THE TASK — Repeat the listing below line for line, exactly as shown.

INPUT MATERIAL —
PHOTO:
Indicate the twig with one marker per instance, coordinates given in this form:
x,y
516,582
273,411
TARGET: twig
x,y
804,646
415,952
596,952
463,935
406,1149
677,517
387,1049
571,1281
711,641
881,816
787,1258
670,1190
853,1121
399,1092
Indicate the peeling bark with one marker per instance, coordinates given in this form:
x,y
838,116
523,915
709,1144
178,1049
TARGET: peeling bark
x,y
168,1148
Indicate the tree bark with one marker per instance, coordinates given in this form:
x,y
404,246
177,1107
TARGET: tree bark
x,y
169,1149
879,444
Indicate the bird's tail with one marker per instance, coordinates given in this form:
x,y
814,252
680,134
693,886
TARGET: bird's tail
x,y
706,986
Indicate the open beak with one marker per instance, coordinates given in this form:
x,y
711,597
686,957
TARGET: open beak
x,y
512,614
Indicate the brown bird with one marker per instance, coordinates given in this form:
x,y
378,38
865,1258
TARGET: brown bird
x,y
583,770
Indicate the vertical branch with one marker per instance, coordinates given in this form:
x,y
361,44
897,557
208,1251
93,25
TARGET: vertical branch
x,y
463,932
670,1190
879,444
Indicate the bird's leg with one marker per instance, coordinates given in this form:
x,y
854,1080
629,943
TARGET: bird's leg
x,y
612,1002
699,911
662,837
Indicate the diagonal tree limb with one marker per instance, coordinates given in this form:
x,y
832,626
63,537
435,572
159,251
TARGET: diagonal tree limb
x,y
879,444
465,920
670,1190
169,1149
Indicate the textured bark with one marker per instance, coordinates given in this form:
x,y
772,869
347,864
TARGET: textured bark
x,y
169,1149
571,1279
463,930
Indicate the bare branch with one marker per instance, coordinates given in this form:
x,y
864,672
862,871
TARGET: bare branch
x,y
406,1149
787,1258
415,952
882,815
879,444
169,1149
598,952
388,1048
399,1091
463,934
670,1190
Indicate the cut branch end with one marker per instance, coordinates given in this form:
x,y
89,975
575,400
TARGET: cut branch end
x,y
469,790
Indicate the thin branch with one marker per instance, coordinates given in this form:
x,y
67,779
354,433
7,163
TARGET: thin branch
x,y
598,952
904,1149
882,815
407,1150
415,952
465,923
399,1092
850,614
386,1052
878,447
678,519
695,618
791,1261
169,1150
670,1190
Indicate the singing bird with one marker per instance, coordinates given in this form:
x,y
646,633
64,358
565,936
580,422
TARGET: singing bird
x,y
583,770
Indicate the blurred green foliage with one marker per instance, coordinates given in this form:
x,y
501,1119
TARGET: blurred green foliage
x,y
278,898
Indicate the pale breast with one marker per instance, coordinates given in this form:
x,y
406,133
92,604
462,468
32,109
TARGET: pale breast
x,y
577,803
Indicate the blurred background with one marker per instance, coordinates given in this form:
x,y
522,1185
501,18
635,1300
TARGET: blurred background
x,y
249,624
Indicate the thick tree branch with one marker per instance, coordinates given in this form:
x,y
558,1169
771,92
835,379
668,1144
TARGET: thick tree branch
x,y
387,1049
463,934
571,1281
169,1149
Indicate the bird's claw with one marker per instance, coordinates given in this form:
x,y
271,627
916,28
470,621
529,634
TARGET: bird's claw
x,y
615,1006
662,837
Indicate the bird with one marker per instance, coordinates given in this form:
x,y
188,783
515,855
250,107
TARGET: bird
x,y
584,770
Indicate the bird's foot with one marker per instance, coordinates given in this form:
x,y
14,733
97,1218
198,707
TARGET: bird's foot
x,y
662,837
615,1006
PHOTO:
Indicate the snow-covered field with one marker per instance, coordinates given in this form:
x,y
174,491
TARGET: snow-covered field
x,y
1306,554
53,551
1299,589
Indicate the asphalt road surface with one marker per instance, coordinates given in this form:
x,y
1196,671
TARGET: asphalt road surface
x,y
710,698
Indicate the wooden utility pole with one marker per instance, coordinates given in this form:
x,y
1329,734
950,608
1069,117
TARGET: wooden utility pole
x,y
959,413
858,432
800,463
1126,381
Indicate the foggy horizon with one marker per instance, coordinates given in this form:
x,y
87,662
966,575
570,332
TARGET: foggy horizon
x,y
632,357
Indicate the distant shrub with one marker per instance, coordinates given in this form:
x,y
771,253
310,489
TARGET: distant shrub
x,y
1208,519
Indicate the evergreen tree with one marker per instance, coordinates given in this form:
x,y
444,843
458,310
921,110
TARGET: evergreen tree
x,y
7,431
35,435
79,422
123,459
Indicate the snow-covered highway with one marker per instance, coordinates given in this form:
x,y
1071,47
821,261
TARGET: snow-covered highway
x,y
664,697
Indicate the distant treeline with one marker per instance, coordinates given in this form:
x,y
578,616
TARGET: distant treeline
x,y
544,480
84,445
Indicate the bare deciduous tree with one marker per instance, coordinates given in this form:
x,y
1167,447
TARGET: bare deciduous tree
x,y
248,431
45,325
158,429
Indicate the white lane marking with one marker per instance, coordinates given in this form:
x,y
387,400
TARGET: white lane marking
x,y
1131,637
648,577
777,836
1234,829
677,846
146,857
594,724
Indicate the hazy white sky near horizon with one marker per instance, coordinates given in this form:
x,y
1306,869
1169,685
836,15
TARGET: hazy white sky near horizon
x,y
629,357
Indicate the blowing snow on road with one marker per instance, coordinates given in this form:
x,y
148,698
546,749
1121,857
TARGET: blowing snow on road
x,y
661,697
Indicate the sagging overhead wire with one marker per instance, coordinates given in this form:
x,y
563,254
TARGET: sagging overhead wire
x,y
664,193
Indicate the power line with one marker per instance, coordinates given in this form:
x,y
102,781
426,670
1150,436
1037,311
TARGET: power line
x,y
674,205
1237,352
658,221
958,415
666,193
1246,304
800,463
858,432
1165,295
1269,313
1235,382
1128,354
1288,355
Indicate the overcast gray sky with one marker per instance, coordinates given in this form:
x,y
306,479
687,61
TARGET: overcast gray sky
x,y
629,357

PROBLEM SOLUTION —
PHOTO:
Indicate the twig with one marker per instance, coordinates given in this form:
x,y
516,582
273,411
TARGET: twig
x,y
804,646
415,952
596,952
463,935
406,1149
677,517
387,1049
571,1281
711,641
881,816
787,1258
670,1190
853,1121
399,1092
Indicate the peeling bark with one marker per instance, coordinates given in this form:
x,y
838,116
523,915
709,1144
178,1049
TARGET: peeling bark
x,y
168,1148
Indicate the tree bark with one marker per instance, coordinates given in this form:
x,y
404,246
177,1107
TARGET: tree bark
x,y
169,1149
879,444
Indicate the bird's tail with one marker per instance, coordinates given in this form:
x,y
814,252
680,134
693,886
TARGET: bird's tail
x,y
706,986
Indicate the open beak with one marker per instance, coordinates given in this form:
x,y
711,597
686,957
TARGET: open beak
x,y
512,614
Indicate the brown bird with one marker per instance, coordinates given in this form:
x,y
378,38
865,1258
TARGET: brown bird
x,y
583,770
Indicate the vertical branch with one marker per instance, coordinates given in this form:
x,y
361,44
897,557
208,1251
93,25
TARGET: vertical branch
x,y
463,932
670,1190
879,444
Indicate the bird's leg with one marker per instance, coordinates given in this form:
x,y
854,1080
629,943
TARGET: bird's leg
x,y
612,1002
699,911
662,837
Indicate the diagonal tree limb with one marker per instance, coordinates given in this form:
x,y
832,626
63,537
435,572
159,251
TARGET: diagonal tree limb
x,y
879,444
465,920
670,1190
169,1149
Indicate the textured bark with one marker per instance, coordinates given in this form:
x,y
772,869
347,864
TARGET: textured bark
x,y
169,1149
571,1279
463,930
Indicate the bare branch with one marker per instance, coordinates given in this form:
x,y
864,672
862,871
TARGET: bare branch
x,y
406,1149
787,1258
415,952
882,815
879,444
169,1149
598,952
388,1048
399,1091
463,934
670,1190
Indicate the cut branch end with one marker per instance, coordinates given in this form:
x,y
89,975
575,400
TARGET: cut branch end
x,y
469,790
Indicate the thin branch with one marker per instance, coordinates given in this form:
x,y
67,779
354,433
7,163
TARGET: thin branch
x,y
598,952
904,1149
882,815
407,1150
415,952
465,923
399,1092
850,614
386,1052
878,447
678,519
695,618
791,1261
169,1150
670,1190
Indicate the singing bird with one marker per instance, coordinates given in this form:
x,y
646,633
64,358
565,936
580,422
TARGET: singing bird
x,y
583,770
Indicate the blurred green foliage with one marker per instance, coordinates given in this form:
x,y
501,1119
TARGET: blurred green foliage
x,y
278,898
Indicate the pale breast with one marker per instance, coordinates given in this form:
x,y
406,133
92,604
462,468
32,109
TARGET: pale breast
x,y
577,803
Indicate the blurred background with one marker per instance, coordinates given in this form:
x,y
522,1185
501,18
635,1300
TARGET: blurred background
x,y
249,624
Indicate the thick tree branch with one marker per instance, coordinates given in this form:
x,y
558,1169
771,92
835,379
668,1144
TARGET: thick tree branch
x,y
387,1049
463,934
571,1281
169,1149
Indicate the bird's claw with one marker per instance, coordinates given in this form:
x,y
271,627
916,28
470,621
529,634
TARGET: bird's claw
x,y
615,1006
662,837
Indicate the bird with one marker per instance, coordinates given in this form:
x,y
188,783
515,855
250,107
TARGET: bird
x,y
584,770
Indicate the bird's foot with one marker per instance, coordinates given in this form:
x,y
14,733
97,1218
198,707
TARGET: bird's foot
x,y
662,837
615,1006
PHOTO:
Indicate the snow-covered field with one marker per instance, coordinates given in this form:
x,y
174,491
TARGET: snow-covered field
x,y
1306,554
53,551
1299,589
Indicate the asphalt road surface with one marker per instance, coordinates given in this form:
x,y
1196,671
TARGET: asphalt road surface
x,y
710,698
Indicate the wooden utility pole with one marker per instance, coordinates given in this form:
x,y
1329,734
950,608
1069,117
TARGET: wooden utility pole
x,y
959,413
858,432
800,463
1126,381
Indicate the foggy horizon with one marker per instance, coordinates given in this form:
x,y
87,662
966,575
570,332
TARGET: foggy horizon
x,y
632,357
Indicate the distant shrub with one marker per instance, coordinates given in this form:
x,y
771,253
310,489
TARGET: distant shrub
x,y
1208,519
Indicate the evergreen tree with one marker per instance, coordinates given in this form:
x,y
444,843
458,310
921,110
TARGET: evergreen tree
x,y
7,431
35,435
79,422
123,459
Indicate the snow-covered highway with one marker per instance, coordinates given in this form:
x,y
1071,47
821,261
TARGET: snow-covered highway
x,y
664,697
Indicate the distant treeline with one marker per instance, coordinates given in this form:
x,y
578,616
TARGET: distant treeline
x,y
544,480
84,445
Indicate the bare deciduous tree with one marker per instance, coordinates given in this form:
x,y
1167,447
TARGET: bare deciduous tree
x,y
248,431
45,325
158,429
Indicate the white lane marking with one marker per instance, coordinates given in this form:
x,y
387,400
TARGET: white lane marking
x,y
1131,637
648,577
777,836
1234,829
677,846
146,857
594,724
Indicate the hazy white sky near horizon with one marker per instance, coordinates given in this form:
x,y
1306,869
1169,685
836,15
TARGET: hazy white sky near horizon
x,y
629,357
Indicate the blowing snow on road with one marker per instance, coordinates given in this form:
x,y
148,698
546,749
1121,857
TARGET: blowing snow on road
x,y
661,697
Indicate the sagging overhead wire with one marker per instance, coordinates given in this form:
x,y
563,254
TARGET: sagging overhead wire
x,y
664,193
Indicate the power line with one marker per instance, coordinates given in this form:
x,y
102,781
426,670
1150,436
1037,311
TARGET: power line
x,y
674,205
1237,352
658,221
958,415
666,193
1246,304
800,463
858,432
1165,295
1269,313
1235,382
1128,354
1288,355
Indicate the overcast gray sky with one marker per instance, coordinates given in this form:
x,y
306,479
687,61
TARGET: overcast gray sky
x,y
629,357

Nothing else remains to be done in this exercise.